*** Source data ***

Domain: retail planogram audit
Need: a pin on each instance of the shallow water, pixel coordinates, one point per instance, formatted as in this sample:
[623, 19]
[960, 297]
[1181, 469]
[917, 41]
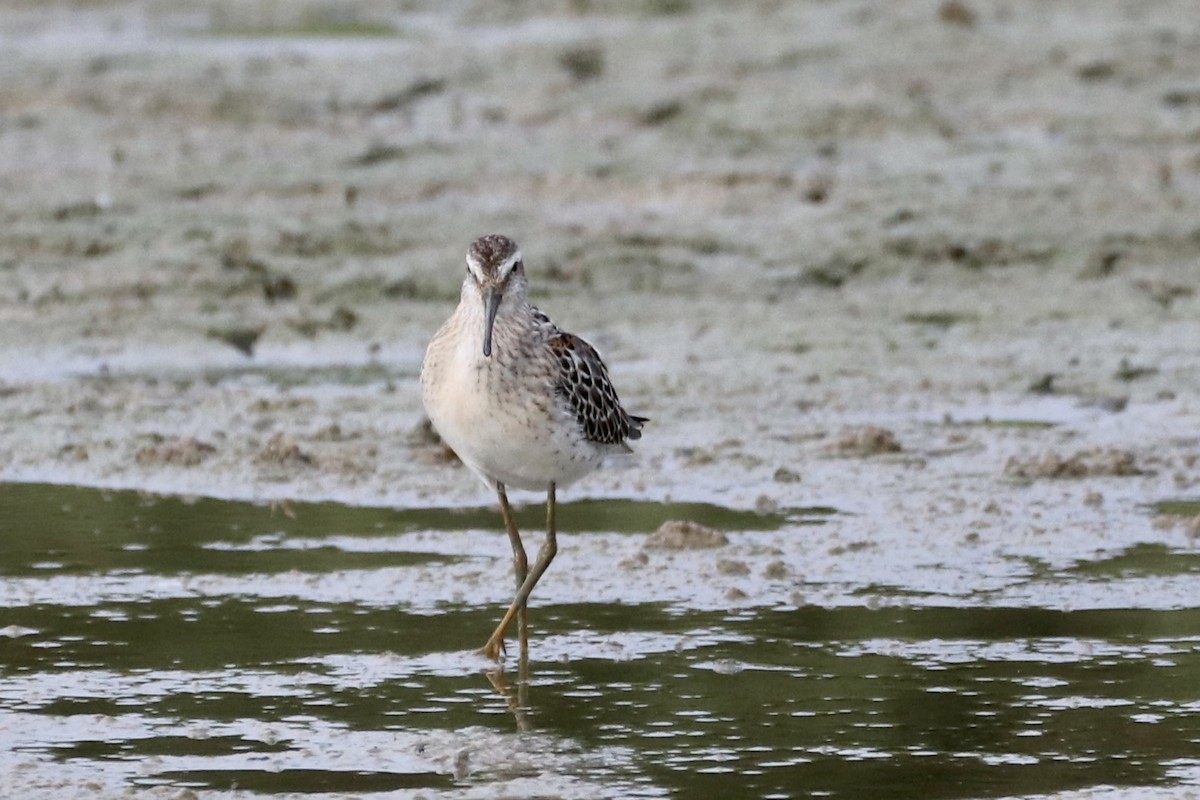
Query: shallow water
[155, 642]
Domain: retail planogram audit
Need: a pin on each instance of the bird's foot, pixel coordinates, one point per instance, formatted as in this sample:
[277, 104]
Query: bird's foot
[495, 648]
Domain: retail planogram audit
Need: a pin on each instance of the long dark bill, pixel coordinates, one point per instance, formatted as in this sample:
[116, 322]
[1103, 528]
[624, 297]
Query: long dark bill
[491, 305]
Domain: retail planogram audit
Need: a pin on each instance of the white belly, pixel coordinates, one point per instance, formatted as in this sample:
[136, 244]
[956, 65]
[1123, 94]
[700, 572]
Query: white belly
[505, 425]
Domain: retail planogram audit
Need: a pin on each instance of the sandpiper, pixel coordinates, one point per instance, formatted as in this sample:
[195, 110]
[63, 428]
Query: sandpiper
[521, 402]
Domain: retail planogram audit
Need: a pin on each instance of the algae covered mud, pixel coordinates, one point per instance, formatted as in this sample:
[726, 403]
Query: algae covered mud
[161, 645]
[907, 289]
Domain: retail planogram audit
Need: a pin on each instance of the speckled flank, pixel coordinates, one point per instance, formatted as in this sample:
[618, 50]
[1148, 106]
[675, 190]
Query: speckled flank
[540, 409]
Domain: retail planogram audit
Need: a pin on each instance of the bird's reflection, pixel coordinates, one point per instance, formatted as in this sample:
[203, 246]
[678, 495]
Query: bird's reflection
[517, 695]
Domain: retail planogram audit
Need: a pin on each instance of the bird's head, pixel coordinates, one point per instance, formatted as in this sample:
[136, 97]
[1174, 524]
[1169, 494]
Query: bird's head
[496, 275]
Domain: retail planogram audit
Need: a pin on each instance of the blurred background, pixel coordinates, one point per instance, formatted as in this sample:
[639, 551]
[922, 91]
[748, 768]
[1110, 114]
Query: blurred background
[907, 289]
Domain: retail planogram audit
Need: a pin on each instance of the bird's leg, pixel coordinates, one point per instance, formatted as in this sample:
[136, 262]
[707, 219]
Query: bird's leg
[520, 566]
[545, 555]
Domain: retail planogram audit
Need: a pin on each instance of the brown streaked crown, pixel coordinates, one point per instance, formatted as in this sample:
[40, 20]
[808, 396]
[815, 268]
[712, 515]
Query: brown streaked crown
[489, 254]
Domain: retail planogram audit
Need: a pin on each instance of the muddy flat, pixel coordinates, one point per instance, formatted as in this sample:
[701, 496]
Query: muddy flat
[907, 290]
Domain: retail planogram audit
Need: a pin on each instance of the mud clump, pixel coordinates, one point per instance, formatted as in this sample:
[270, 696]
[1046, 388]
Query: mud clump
[1098, 462]
[186, 451]
[427, 445]
[867, 440]
[282, 449]
[684, 535]
[730, 566]
[1188, 524]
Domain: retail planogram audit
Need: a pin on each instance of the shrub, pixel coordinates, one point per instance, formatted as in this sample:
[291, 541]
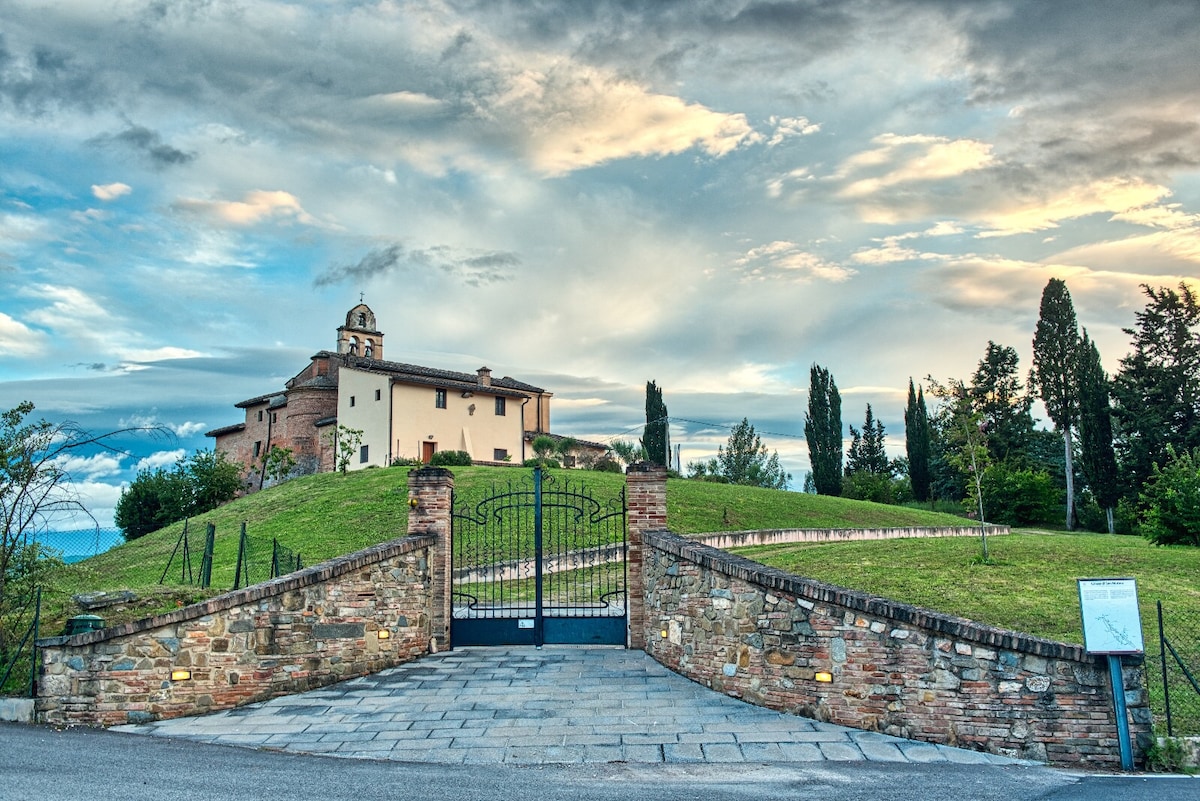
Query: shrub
[1170, 501]
[1019, 497]
[450, 459]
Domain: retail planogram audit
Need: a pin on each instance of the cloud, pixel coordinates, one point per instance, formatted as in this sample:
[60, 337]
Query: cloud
[474, 269]
[1104, 196]
[148, 144]
[789, 262]
[256, 206]
[907, 160]
[160, 459]
[111, 191]
[18, 339]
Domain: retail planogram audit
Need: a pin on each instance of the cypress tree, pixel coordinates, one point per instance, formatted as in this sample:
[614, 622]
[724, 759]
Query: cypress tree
[917, 444]
[1055, 372]
[657, 439]
[1097, 456]
[822, 429]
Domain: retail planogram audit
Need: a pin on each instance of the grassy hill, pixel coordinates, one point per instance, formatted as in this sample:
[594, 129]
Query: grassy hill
[329, 515]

*** End of Source data ***

◆ What you will do
Please output the records exactly, leaving the pictures out.

◆ Solved exercise
Domain: retail planogram audit
Need: a pin on each instance of the shallow water, pixel coordinates, one point per instance, formatted as in this sample:
[623, 19]
[960, 297]
[1181, 469]
[917, 41]
Query: shallow water
[155, 642]
Domain: retail planogram audit
Need: a pin on each instance of the bird's foot, pixel coordinates, one point per instance, formatted as in this sample:
[277, 104]
Query: bird's foot
[495, 648]
Domain: retail planogram audit
Need: a pin on each instance of the long dark bill, pixel coordinates, one point per instance, formatted as in this sample:
[116, 322]
[1103, 528]
[624, 297]
Query: long dark bill
[491, 305]
Domain: retail planogram audit
Need: a pin on each instance of the white belly, pixel coordinates, one point per instance, formatted as in this sample:
[136, 244]
[956, 65]
[1123, 94]
[700, 572]
Query: white belly
[505, 425]
Domain: retail planogram audit
Need: a pin on each instance of the sandpiper, pixel coordinates, one point per instance, formatted as in this sample:
[195, 110]
[63, 428]
Query: sandpiper
[521, 402]
Domain: retail planogram audit
Need: a pin on each instance of the algae covered mud, pixel coordinates, one point per instance, formatted as in this sample:
[726, 403]
Query: algae covered mud
[161, 645]
[907, 289]
Domain: retail planogram audit
Need: a pin on each instance of the speckled flank, pixel coordinates, one point per instance, formatted as in this sample:
[618, 50]
[1148, 106]
[675, 190]
Query: speckled flank
[540, 409]
Domain: retail planogram audit
Need: a pin on each instance of the bird's reflection, pixel coordinates, one point per instance, formatted as in this sample:
[203, 246]
[678, 495]
Query: bird's reflection
[517, 695]
Domain: retail planogram audit
Need: a pin on each instance of the bird's head, pixel coordinates, one point per instance, formatted as in this sample:
[136, 97]
[1174, 524]
[1169, 494]
Query: bird's head
[496, 275]
Domain: retail planogram audit
Need: a pin on each instance of the blurred background, pixel coordinates, one point per instance, formatted as in this sample:
[639, 551]
[922, 91]
[748, 768]
[1110, 114]
Query: blurred background
[907, 289]
Domain: retail planogram audit
Need: a pin on each instance of the bird's leg, pixel coordinates, one point per instance, formatted as in this sample:
[136, 262]
[707, 219]
Query: bird's leg
[520, 566]
[545, 555]
Domain: retail planogram audit
Need: a pin on each instance of the brown streaked crown, pixel coordinates, one point per instance, formatted as in this sample:
[40, 20]
[808, 396]
[815, 268]
[712, 515]
Query: brown streaked crown
[489, 254]
Domain: retail planogram audit
Need: a pin on each instance of the muddy flat, pixel coordinates, one point per instance, formatted as in this sample:
[701, 496]
Query: muddy flat
[907, 290]
Domain: retail planogram audit
Need: a pin on each instance of the mud clump, pixel coordinates, one point per instance, formatted as in this sample:
[270, 696]
[1046, 388]
Query: mud clump
[1098, 462]
[186, 451]
[427, 445]
[867, 440]
[282, 449]
[684, 535]
[730, 566]
[1188, 524]
Domain: retail planogram audit
Need: a pin on each instance of the shrub, pixel coordinates, one point per instance, formatted as in this sample:
[291, 541]
Query: shrub
[1170, 501]
[1019, 497]
[450, 459]
Domain: retail planogram audit
Need: a pin on each instance of the cloud, pixel coordinates, one point per instance, formatted as in this sample:
[60, 337]
Query: cloud
[474, 269]
[1104, 196]
[148, 144]
[789, 262]
[256, 206]
[907, 160]
[160, 459]
[111, 191]
[18, 339]
Domain: retail planogram audit
Need: a pin on each instance of the cypress tree, pixel coordinates, one point per instance, formatted as in this sample:
[614, 622]
[724, 759]
Query: cypress tree
[917, 444]
[1055, 372]
[657, 439]
[1097, 456]
[822, 429]
Domain: retail planogram audit
Need: a pin on each instance of the grassy hill, pixel coordinates, one point per instance, formatted as in this sample:
[594, 129]
Query: grassy hill
[329, 515]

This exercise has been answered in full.